▸ **Text shown**
------------
NIST completed its post-quantum cryptography standardisation process in August 2024, publishing three standards:

• FIPS 203 (ML-KEM) — Module-Lattice-Based Key Encapsulation Mechanism, formerly CRYSTALS-Kyber. Used for key establishment.
• FIPS 204 (ML-DSA) — Module-Lattice-Based Digital Signature Algorithm, formerly CRYSTALS-Dilithium. Used for digital signatures.
• FIPS 205 (SLH-DSA) — Stateless Hash-Based Digital Signature Algorithm, formerly SPHINCS+. Hash-based signatures as an alternative security assumption.

These algorithms are now the authoritative choice for quantum-resistant cryptography. The migration question is not whether to adopt them, but how to deploy them in WASM environments where code size, startup latency, SIMD availability, and WASI support surface all constrain implementation choices in ways they do not on native server targets.

Target systems: Wasmtime 25+, WasmEdge 0.14+, Spin 2.8+, browser WASM (Chrome 120+, Firefox 120+), any Rust-to-WASM pipeline using rustls, ring, or hand-rolled key exchange.

Threat Model

• Adversary 1 — HNDL attacker against long-lived data: An adversary captures TLS session establishment traffic from a WASM-based edge service today. The session key is derived via ECDH (P-256 or X25519). The attacker stores the ciphertext. In 10–15 years, with access to a cryptographically relevant quantum computer, they run Shor’s algorithm against the captured key exchange and recover the session key, decrypting all traffic from that session.
• Adversary 2 — Signature forgery against ECDSA-signed artifacts: A WASM plugin distribution system uses ECDSA signatures to authenticate modules. An adversary with a quantum computer breaks the ECDSA signing key and produces forged signatures for malicious WASM modules that pass existing verification.
• Adversary 3 — Targeted high-value session interception: An adversary with current quantum capability (assumed feasible for nation-state actors by the early 2030s in some projections) intercepts TLS traffic to a high-value WASM deployment and decrypts it in near-real time using a large-scale quantum computer.
• Adversary 4 — Supply chain substitution: A WASM crypto library shipped via npm or crates.io includes PQC primitives compiled from a subtly backdoored upstream. The attacker relies on operators not verifying the compiled WASM binary against a trusted source.
• Access level: Adversary 1 requires only network-level traffic capture (feasible for ISPs, cloud providers, or on-path attackers). Adversary 2 requires breaking the signing key offline. Adversary 3 requires quantum hardware. Adversary 4 requires supply chain access.
• Objective: Recover plaintexts encrypted under classical key exchange, forge signatures on WASM artifacts, or undermine the integrity of PQC migrations through supply chain compromise.
------------
▸ **Stored data**
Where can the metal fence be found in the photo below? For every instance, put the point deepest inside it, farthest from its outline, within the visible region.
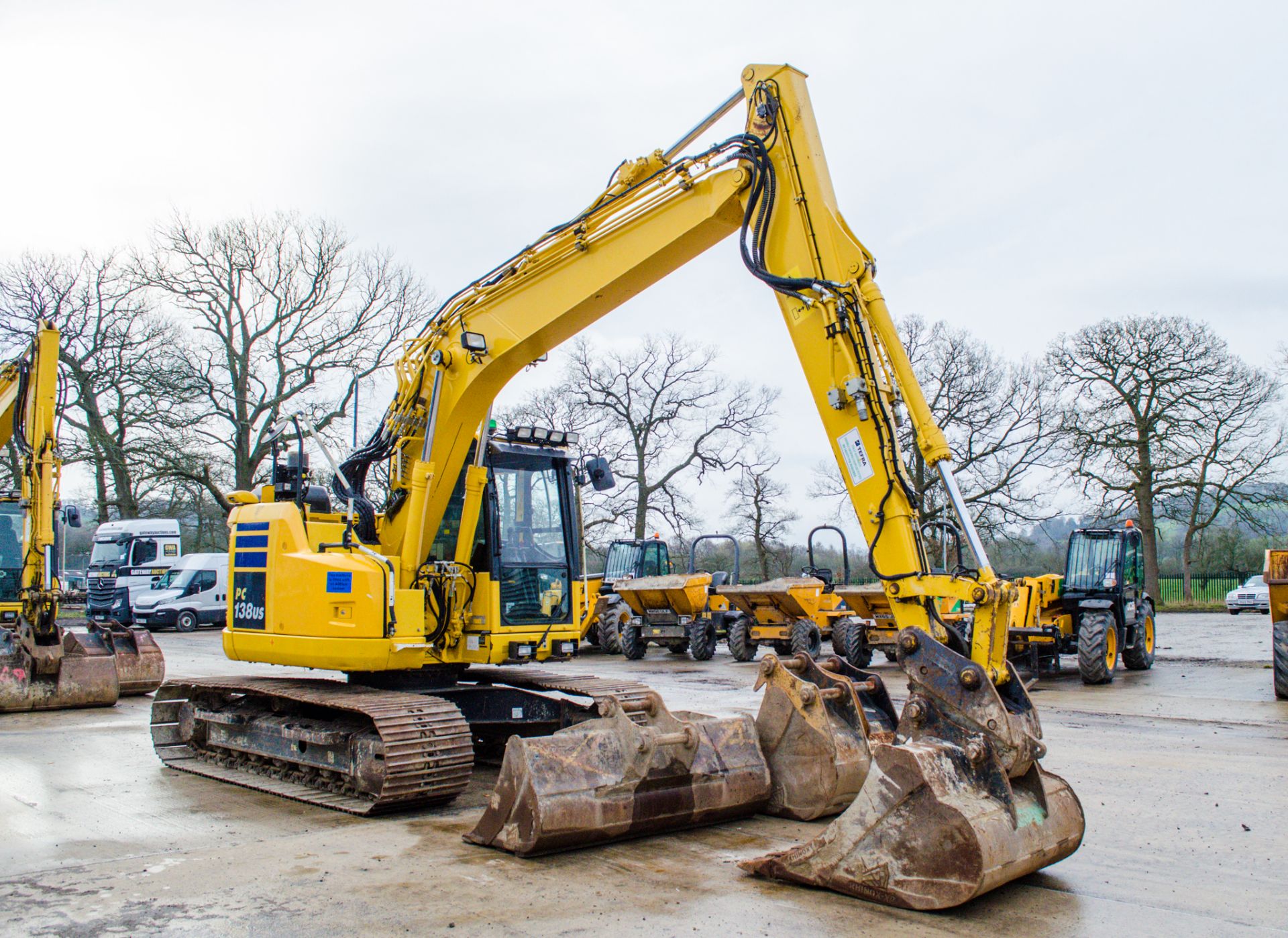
------------
▸ **Problems**
1/ Answer these questions from the post-quantum cryptography text.
(a) Which standard covers the algorithm formerly called CRYSTALS-Dilithium?
(b) What is the lowest Spin version listed among the target systems?
(c) What access does Adversary 4 require?
2/ Copy the post-quantum cryptography text word for word, from "These algorithms are" to "hand-rolled key exchange.".
Work only from the post-quantum cryptography text, not from the material.

▸ **Answers in order**
1/
(a) FIPS 204 (ML-DSA)
(b) Spin 2.8
(c) Supply chain access

2/
These algorithms are now the authoritative choice for quantum-resistant cryptography. The migration question is not whether to adopt them, but how to deploy them in WASM environments where code size, startup latency, SIMD availability, and WASI support surface all constrain implementation choices in ways they do not on native server targets.

Target systems: Wasmtime 25+, WasmEdge 0.14+, Spin 2.8+, browser WASM (Chrome 120+, Firefox 120+), any Rust-to-WASM pipeline using rustls, ring, or hand-rolled key exchange.